Si j’avais été une musique, j’aurais aimé être un titre de The Divine Comedy, une sonate de Scarlatti ou un morceau de Ludovico Einaudi… la terminaison en i n’étant ici que pure coïncidence. Hier soir au Grand Rex, j’étais donc pour ainsi dire plongée en moi-même, lors du concert de votre tournée « In a time lapse ». Vous étiez là, au piano, en compagnie d’une dizaine de musiciens (violonistes, violoncellistes, percussionnistes, guitaristes…), plongés ensemble dans une troublante semi-obscurité.
Il y a dans vos compositions Monsieur Ludovico Einaudi une forme de mélancolie particulière qui se laisse toujours rattraper par l’urgence. L’urgence de vivre malgré tout pour faire parler son destin ? Instants volés mais figés, aussi fugaces en réalité qu’éternellement vivants quelque part. Quelques notes qui suggèrent les dilemmes de la condition humaine moins maladroitement que de trop longs paragraphes… Des mélodies minimalistes comme nos pulsions de vie, répétitives comme nos obsessions ou nos faiblesses. Il n’y a pas à dire : mon clavier azerty est un peu jaloux des 88 touches du vôtre, Monsieur Einaudi. Ce concert à guichet fermé nous a plongés dans une vague continue. Vu la pénombre entretenue, étions-nous dans la caverne de nos états d’âme ? C’était parfait, car les smartphones étaient ridiculement handicapés pour capter quoi que ce soit de cette beauté instantanée.

■ Exercice court:
Répondez aux questions suivantes d'après le texte sur le concert de Ludovico Einaudi :
1. Dans quelle salle le concert s'est-il tenu ?
2. Quel est le nom de la tournée ?
3. Combien de touches compte le clavier de Ludovico Einaudi ?
Les données ci-après constituent un matériau distinct du texte.

■ Entrées extraites:
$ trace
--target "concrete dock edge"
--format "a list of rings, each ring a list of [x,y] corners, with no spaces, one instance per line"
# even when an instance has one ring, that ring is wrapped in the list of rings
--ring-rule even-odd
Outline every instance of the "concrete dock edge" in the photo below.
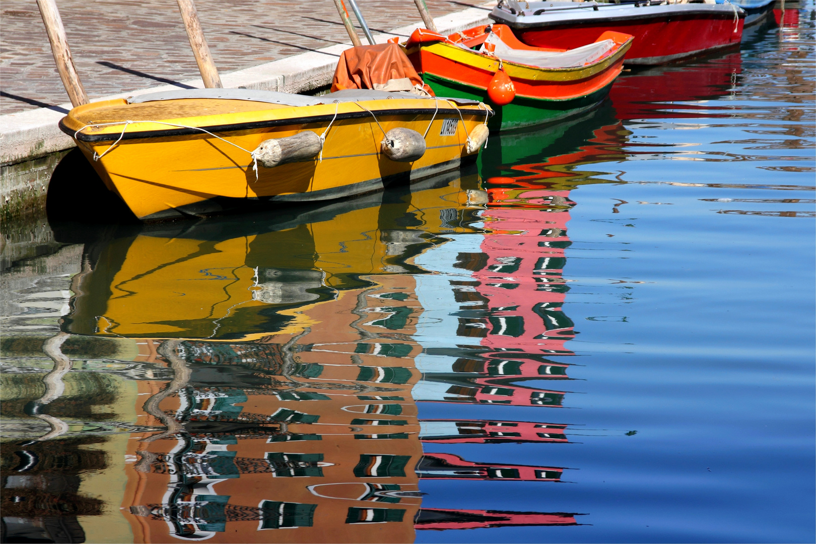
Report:
[[[437,28],[452,33],[478,24],[486,24],[489,11],[470,7],[437,17]],[[405,39],[421,21],[374,34],[378,43],[394,36]],[[334,45],[314,51],[293,55],[278,60],[221,74],[224,87],[259,89],[291,93],[308,93],[326,87],[340,54],[351,43]],[[192,55],[192,53],[191,53]],[[182,82],[203,87],[201,79]],[[91,102],[126,98],[178,89],[173,85],[140,89],[91,100]],[[0,219],[6,223],[20,215],[38,215],[44,210],[48,180],[64,153],[75,147],[73,140],[57,127],[71,109],[70,103],[0,115]]]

■ Réponse complète:
1. Au Grand Rex.
2. « In a time lapse ».
3. 88 touches.